### Entries shown
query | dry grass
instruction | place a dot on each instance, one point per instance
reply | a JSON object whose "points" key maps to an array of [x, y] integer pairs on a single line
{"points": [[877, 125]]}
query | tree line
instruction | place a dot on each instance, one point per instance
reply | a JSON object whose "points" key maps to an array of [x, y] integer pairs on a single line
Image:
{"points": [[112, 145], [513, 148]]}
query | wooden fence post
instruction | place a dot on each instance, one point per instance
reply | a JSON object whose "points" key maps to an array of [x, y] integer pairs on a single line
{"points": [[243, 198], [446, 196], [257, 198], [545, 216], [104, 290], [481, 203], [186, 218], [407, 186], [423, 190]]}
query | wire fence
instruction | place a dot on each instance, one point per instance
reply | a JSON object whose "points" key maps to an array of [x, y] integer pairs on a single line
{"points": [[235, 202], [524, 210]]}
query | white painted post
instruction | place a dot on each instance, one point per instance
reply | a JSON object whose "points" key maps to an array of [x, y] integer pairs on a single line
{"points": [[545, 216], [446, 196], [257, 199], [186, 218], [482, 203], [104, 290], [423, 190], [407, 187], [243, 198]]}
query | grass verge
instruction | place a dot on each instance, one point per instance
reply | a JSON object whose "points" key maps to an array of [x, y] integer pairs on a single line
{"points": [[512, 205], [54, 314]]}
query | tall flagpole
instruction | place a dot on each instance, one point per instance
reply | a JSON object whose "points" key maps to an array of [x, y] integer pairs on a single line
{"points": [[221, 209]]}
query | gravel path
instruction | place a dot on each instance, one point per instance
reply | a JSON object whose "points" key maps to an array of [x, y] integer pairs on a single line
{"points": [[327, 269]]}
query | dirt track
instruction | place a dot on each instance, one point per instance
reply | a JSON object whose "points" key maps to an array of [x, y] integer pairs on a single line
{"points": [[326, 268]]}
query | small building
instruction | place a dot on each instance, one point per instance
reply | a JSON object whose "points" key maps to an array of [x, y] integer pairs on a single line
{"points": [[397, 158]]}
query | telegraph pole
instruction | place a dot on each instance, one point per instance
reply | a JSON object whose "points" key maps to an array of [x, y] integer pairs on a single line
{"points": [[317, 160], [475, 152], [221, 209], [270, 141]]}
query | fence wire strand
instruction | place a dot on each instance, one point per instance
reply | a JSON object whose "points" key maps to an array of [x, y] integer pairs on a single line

### Work order
The word "fence" is the filter: copy every line of the listing above that contains it.

### Response to this task
query | wooden fence post
query | wire fence
query | fence wire strand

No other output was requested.